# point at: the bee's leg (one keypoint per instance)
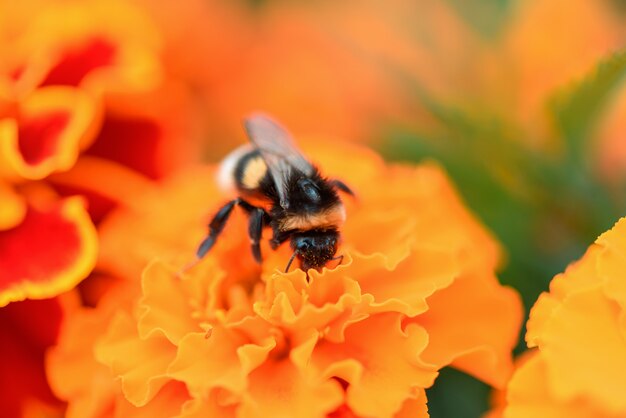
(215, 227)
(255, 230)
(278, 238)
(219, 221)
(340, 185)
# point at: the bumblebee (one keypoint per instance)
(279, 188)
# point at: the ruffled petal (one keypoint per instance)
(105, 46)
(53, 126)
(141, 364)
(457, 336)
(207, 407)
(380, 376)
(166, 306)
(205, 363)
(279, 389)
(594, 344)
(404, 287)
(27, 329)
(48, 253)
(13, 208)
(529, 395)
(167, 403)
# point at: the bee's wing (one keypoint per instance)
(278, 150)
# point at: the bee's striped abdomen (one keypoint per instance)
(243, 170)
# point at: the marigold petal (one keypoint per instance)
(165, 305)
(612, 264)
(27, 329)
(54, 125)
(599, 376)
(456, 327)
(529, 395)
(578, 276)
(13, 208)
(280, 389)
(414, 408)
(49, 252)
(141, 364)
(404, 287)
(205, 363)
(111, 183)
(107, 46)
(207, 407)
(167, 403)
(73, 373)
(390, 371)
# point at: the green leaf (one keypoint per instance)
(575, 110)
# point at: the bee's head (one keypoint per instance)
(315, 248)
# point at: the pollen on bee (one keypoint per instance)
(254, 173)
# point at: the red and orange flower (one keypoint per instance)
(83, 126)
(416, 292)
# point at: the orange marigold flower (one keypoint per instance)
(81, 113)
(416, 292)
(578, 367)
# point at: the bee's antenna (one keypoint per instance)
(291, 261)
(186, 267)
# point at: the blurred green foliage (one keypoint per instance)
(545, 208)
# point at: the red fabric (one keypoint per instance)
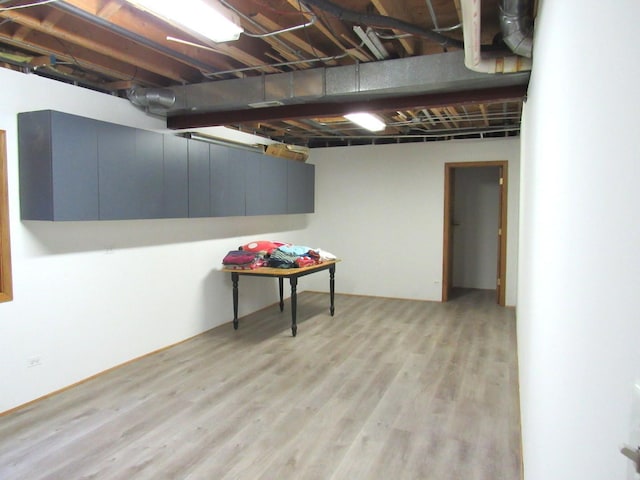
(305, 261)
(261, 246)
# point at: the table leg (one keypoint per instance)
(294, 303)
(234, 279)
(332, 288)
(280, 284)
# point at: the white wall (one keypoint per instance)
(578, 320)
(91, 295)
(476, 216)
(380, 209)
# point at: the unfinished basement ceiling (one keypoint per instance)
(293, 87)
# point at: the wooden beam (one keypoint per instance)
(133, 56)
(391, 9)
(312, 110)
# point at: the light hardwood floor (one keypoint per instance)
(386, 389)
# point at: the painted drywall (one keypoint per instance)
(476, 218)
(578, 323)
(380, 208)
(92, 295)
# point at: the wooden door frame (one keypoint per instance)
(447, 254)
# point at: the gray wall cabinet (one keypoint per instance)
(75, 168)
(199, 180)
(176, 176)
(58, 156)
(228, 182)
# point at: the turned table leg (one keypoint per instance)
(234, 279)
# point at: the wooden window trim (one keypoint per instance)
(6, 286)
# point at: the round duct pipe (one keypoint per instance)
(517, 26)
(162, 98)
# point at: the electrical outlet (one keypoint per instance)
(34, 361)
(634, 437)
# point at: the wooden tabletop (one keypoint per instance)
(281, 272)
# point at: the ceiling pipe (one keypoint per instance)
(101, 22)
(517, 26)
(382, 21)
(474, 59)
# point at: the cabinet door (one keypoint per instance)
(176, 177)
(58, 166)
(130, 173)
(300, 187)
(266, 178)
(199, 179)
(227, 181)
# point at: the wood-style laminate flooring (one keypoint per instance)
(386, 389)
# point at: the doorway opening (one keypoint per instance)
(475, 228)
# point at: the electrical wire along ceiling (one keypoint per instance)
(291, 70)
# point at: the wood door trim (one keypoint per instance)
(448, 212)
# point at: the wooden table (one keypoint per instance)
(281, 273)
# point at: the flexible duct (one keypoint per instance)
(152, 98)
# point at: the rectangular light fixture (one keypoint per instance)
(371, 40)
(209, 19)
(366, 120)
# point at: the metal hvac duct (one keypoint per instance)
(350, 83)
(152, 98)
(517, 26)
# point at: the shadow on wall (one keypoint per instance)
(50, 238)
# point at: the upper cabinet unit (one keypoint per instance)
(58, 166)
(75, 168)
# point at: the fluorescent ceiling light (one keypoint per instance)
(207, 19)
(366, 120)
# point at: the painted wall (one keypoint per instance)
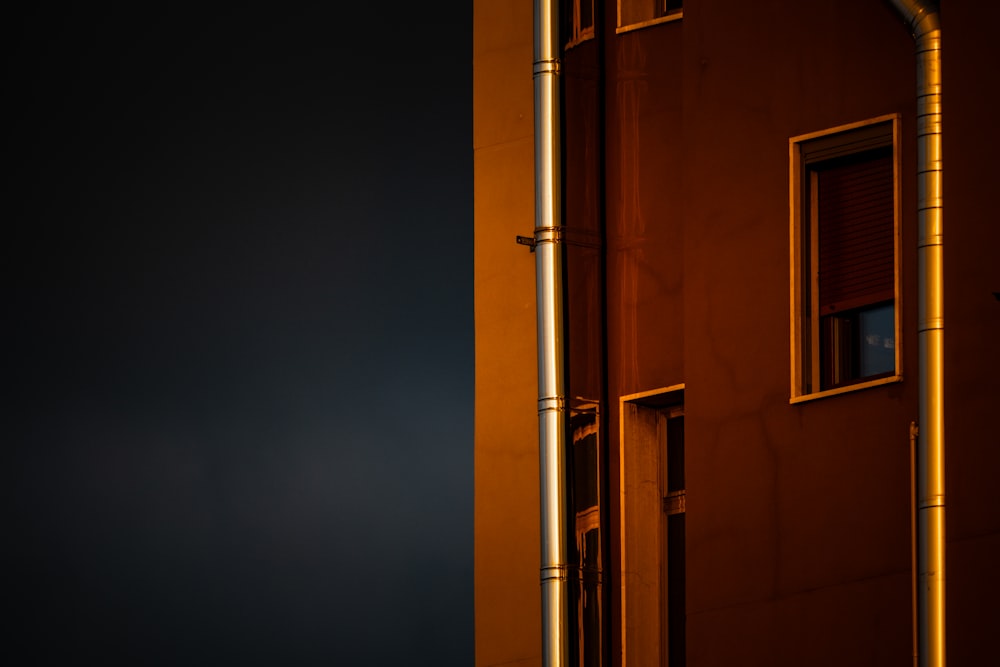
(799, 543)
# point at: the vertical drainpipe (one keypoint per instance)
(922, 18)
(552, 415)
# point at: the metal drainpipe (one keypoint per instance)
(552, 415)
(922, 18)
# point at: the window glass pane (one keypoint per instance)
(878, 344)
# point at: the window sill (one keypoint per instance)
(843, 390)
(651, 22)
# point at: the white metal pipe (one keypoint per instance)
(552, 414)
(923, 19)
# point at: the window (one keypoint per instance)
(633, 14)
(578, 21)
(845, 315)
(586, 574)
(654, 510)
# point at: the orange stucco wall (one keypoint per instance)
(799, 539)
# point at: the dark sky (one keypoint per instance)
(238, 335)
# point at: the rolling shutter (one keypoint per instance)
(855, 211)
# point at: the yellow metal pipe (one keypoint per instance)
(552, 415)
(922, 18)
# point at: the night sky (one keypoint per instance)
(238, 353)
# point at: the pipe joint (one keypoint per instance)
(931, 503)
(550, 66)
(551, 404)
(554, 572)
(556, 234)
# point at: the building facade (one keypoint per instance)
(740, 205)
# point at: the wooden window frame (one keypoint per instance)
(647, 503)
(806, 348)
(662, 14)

::::

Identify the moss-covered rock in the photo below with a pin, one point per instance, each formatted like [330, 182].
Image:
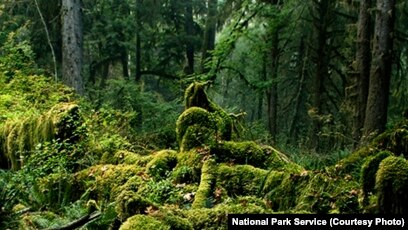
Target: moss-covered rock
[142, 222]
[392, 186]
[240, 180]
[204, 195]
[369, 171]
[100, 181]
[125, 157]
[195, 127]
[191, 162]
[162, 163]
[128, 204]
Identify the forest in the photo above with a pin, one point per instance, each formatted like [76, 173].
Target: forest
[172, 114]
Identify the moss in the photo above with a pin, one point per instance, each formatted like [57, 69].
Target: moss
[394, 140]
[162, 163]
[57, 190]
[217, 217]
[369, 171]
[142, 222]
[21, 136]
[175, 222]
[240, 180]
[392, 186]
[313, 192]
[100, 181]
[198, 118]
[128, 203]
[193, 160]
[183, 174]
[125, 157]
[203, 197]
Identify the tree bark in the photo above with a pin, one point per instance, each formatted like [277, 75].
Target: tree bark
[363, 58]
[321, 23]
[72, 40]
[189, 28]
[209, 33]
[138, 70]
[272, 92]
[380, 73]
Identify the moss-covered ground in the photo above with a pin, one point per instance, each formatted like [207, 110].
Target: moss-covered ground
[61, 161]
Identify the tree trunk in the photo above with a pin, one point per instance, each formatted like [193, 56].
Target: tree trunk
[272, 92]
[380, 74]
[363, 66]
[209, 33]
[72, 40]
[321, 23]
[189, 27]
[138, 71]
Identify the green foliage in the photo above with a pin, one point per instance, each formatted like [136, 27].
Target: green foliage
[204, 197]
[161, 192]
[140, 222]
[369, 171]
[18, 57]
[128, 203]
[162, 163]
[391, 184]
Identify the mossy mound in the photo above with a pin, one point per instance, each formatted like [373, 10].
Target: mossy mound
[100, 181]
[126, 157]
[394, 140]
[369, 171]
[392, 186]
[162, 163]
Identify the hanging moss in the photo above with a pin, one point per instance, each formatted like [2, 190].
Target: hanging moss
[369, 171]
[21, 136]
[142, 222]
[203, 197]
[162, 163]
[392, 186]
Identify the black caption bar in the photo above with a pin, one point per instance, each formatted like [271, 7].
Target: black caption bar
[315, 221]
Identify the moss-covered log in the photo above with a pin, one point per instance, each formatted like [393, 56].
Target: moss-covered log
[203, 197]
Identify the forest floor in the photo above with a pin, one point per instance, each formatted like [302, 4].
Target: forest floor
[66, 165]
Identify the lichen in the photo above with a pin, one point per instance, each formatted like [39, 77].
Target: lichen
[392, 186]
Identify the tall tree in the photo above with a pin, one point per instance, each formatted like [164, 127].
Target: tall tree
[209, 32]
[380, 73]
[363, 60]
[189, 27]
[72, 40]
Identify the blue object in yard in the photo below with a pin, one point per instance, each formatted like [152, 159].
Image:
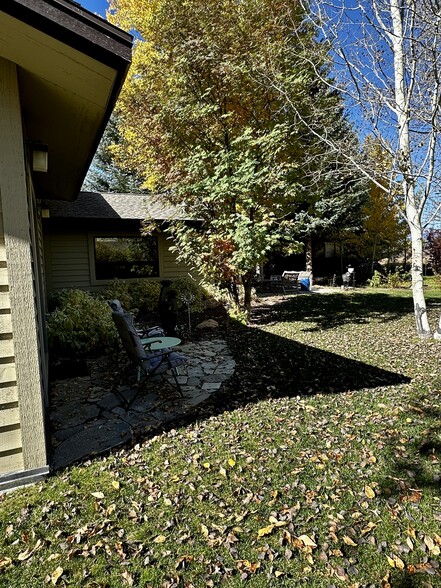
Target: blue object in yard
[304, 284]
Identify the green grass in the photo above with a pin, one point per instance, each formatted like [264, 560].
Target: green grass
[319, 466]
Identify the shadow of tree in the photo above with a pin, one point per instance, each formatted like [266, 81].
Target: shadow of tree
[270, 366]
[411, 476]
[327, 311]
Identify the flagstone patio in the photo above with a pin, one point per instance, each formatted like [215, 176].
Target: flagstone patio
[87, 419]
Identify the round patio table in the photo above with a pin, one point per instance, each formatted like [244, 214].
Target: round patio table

::::

> EXERCISE BRIEF: Throughout the data above, count the lines in which the word "below" occurs; supply the number alone.

> SOLUTION FOR THIS PROBLEM: 2